─── READING PASSAGE ───

Tawfique Nawaz is a Bangladeshi lawyer and director of Transparency International Bangladesh. He is married to Dipu Moni, the Minister of Education and former Minister of Foreign Affairs. He is a senior advocate of the Bangladesh Supreme Court.

Career 
Nawaz published The New International Economic Order in 1980 with the University of Michigan. He was a research associate to Kamal Hossain while studying at the Wadham College, Oxford. From 1979 to 1981, he served as a director of Bangladesh Institute of Law and International Affairs.

In 1993, Nawaz was an honorary director of Bangladesh Institute of Law and International Affairs. He was the Coordinator of Human Rights Project of Bangladesh Institute of Law and International Affairs.

Nawaz sued BRAC Bank Limited claiming BRAC as a NGO could not own a bank; the suit was dismissed by the Bangladesh Supreme Court in 2001. His co-council in the case was Advocate Mohsen Rashid.

In 2007, Nawaz, along with Barrister Sheikh Fazle Noor Taposh, represented Prime Minister Sheikh Hasina after she was arrested by the Fakhruddin Ahmed led Caretaker Government during the 2006–2008 Bangladeshi political crisis. He pointed that Hasina's was being deprived of her right to a telephone under the jail code.

───

**WORK TO COMPLETE**:
(1) According to the passage on Tawfique Nawaz, in what year did the Bangladesh Supreme Court dismiss his suit against BRAC Bank Limited?
(2) Shorten the paragraph in the passage on Tawfique Nawaz that begins "Nawaz published The New International Economic Order" into a single sentence that keeps its main facts.
(3) Retype the passage on Tawfique Nawaz from "In 1993, Nawaz" to "the jail code.".
The records come from a source other than the passage on Tawfique Nawaz.

─── DATA RECORDS ───

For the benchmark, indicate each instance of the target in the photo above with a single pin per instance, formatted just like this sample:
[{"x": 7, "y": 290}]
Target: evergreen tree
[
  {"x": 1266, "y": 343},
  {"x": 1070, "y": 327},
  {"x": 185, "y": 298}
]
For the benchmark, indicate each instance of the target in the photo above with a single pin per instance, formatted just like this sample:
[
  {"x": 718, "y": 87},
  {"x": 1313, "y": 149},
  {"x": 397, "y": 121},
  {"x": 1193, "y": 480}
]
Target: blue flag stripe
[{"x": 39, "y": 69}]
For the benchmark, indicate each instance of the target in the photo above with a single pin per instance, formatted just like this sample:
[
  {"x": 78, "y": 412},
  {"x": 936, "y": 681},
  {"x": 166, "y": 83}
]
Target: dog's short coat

───

**RESULTS BY TASK**:
(1) 2001

(2) Nawaz published The New International Economic Order with the University of Michigan in 1980, worked as a research associate to Kamal Hossain while studying at Wadham College, Oxford, and served as a director of the Bangladesh Institute of Law and International Affairs from 1979 to 1981.

(3)
In 1993, Nawaz was an honorary director of Bangladesh Institute of Law and International Affairs. He was the Coordinator of Human Rights Project of Bangladesh Institute of Law and International Affairs.

Nawaz sued BRAC Bank Limited claiming BRAC as a NGO could not own a bank; the suit was dismissed by the Bangladesh Supreme Court in 2001. His co-council in the case was Advocate Mohsen Rashid.

In 2007, Nawaz, along with Barrister Sheikh Fazle Noor Taposh, represented Prime Minister Sheikh Hasina after she was arrested by the Fakhruddin Ahmed led Caretaker Government during the 2006–2008 Bangladeshi political crisis. He pointed that Hasina's was being deprived of her right to a telephone under the jail code.